- Excerpted records
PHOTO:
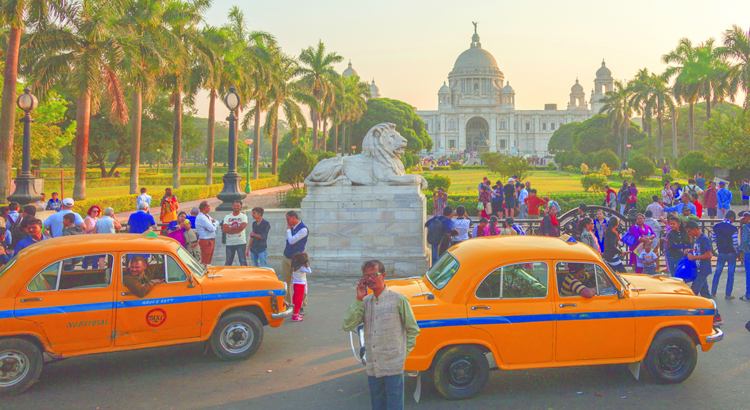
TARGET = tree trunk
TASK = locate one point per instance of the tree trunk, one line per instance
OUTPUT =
(177, 139)
(210, 137)
(8, 113)
(275, 145)
(83, 121)
(136, 113)
(691, 127)
(256, 144)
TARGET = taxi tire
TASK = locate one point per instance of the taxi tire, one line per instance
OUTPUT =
(35, 364)
(240, 317)
(671, 338)
(451, 356)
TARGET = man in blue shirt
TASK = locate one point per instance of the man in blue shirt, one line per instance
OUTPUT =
(725, 236)
(724, 196)
(141, 221)
(685, 201)
(702, 255)
(53, 223)
(446, 232)
(34, 228)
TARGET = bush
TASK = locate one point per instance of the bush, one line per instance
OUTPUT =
(642, 166)
(694, 162)
(296, 167)
(435, 181)
(594, 182)
(607, 156)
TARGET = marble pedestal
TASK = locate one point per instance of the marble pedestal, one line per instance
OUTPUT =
(351, 224)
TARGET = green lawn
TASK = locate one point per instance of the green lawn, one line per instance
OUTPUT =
(466, 181)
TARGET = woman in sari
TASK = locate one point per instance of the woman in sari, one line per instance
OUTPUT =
(641, 233)
(600, 227)
(169, 207)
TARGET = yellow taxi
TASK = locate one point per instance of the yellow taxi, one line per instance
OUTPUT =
(506, 296)
(69, 296)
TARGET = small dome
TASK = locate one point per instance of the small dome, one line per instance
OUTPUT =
(350, 71)
(577, 88)
(374, 90)
(444, 89)
(508, 89)
(603, 71)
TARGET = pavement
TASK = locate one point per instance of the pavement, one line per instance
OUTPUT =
(309, 365)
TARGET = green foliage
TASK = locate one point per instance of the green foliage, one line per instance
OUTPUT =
(696, 161)
(296, 167)
(607, 156)
(435, 181)
(594, 182)
(642, 166)
(408, 124)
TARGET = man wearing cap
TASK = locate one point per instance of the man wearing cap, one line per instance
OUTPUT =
(744, 250)
(53, 224)
(573, 283)
(724, 197)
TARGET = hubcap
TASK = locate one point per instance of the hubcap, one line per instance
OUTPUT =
(671, 358)
(14, 366)
(236, 338)
(461, 372)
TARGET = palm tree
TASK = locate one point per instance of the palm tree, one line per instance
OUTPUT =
(317, 75)
(616, 104)
(16, 15)
(83, 54)
(184, 18)
(142, 61)
(737, 47)
(685, 85)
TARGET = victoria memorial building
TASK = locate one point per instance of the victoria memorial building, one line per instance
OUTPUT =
(476, 109)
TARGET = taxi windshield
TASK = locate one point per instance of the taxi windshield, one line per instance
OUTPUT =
(442, 271)
(196, 267)
(7, 266)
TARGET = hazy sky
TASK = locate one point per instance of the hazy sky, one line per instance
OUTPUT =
(541, 46)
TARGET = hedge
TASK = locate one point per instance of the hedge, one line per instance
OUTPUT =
(126, 203)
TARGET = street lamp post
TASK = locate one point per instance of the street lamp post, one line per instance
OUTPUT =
(25, 193)
(231, 191)
(249, 143)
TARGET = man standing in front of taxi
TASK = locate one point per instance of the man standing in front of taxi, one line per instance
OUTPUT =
(390, 334)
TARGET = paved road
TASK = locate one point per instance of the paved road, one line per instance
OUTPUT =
(309, 365)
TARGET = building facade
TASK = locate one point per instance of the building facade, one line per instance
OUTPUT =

- Directions
Repeat the lines above exactly, and keep every picture out.

- Written solution
PHOTO:
TARGET = tree trunk
TASK = locate one point per instance of the tree trunk, one line per instance
OUTPUT =
(177, 139)
(210, 137)
(8, 113)
(275, 145)
(83, 121)
(136, 113)
(691, 127)
(256, 144)
TARGET = taxi tire
TASK = locate one point per instance of the taxi tire, one line per instance
OUTPUT =
(35, 364)
(240, 317)
(671, 338)
(451, 356)
TARGET = man in blue shirt
TASK = locate one point per instance of the man in blue shirt, one line per instance
OUTPUT =
(725, 236)
(724, 196)
(141, 221)
(685, 201)
(702, 255)
(53, 223)
(446, 232)
(34, 228)
TARGET = bush
TASK = locate one point per instance of the bush, one line per instance
OUTPUT =
(642, 166)
(694, 162)
(296, 167)
(435, 181)
(594, 182)
(607, 156)
TARGET = marble pedestal
TASK = locate one point per instance of the marble pedestal, one line per instance
OUTPUT =
(351, 224)
TARGET = green lawn
TASK = locate one point per instance of the green lawn, one line per instance
OUTPUT =
(466, 181)
TARGET = woman in sari
TASK = locate one point per instance of the woman in sari, one line per instance
OUTPUT =
(641, 233)
(600, 227)
(169, 207)
TARGET = yellow taxi
TASK = locate one point per instance of the yellow taxi, one line per instance
OUTPUT =
(506, 296)
(69, 296)
TARGET = small dome
TASK = locate one point per instance of the small dome, one line per instance
OUTPUT =
(350, 71)
(577, 88)
(374, 90)
(444, 89)
(508, 89)
(603, 71)
TARGET = pavement
TASK = locate one point per instance of the pavement, one line per instance
OUTPUT =
(309, 365)
TARGET = green foliage
TASK = locate one point per instance of the green foliage, one line per instance
OUTPUT =
(696, 161)
(296, 167)
(607, 156)
(435, 181)
(594, 182)
(642, 166)
(408, 124)
TARGET = man wearing cap
TASK = locate one point per instance of the man wearing cap, one line per instance
OUTPUT =
(744, 250)
(53, 224)
(573, 283)
(724, 197)
TARGET = hubcap
TASK = locate one point per instance of the hubcap, one line per instance
OUTPUT =
(671, 358)
(14, 366)
(236, 338)
(461, 372)
TARGET = palm tree
TASK = locate one point per instance of the palm tree, one line per instance
OUTPUT =
(317, 75)
(616, 104)
(16, 15)
(83, 54)
(184, 18)
(142, 61)
(737, 47)
(685, 85)
TARGET = victoria memorial building
TASK = locate one point per instance of the victoria memorial building, one line per instance
OUTPUT =
(476, 109)
TARGET = taxi windshield
TASK = locate one point per instance of the taxi windshield, one line per instance
OUTPUT =
(442, 271)
(196, 267)
(7, 266)
TARGET = hazy sky
TASK = locate one point per instance of the hazy sky, one line per instance
OUTPUT =
(541, 46)
TARGET = hedge
TASK = locate one point per instance of the hedge, one line per instance
OUTPUT =
(126, 203)
TARGET = street lamp post
TASK = locate one point per instance of the street lamp post, one line per instance
OUTPUT =
(25, 193)
(231, 191)
(249, 143)
TARGET = man standing in front of taxi
TASK = locate one point per instance of the man standing in front of taxi, one line per instance
OUTPUT =
(390, 334)
TARGET = paved road
TASK = locate one point per instance of the paved road, one line per instance
OUTPUT =
(309, 365)
TARGET = building facade
TASK = locate one point per instance of the building facade, one line per instance
OUTPUT =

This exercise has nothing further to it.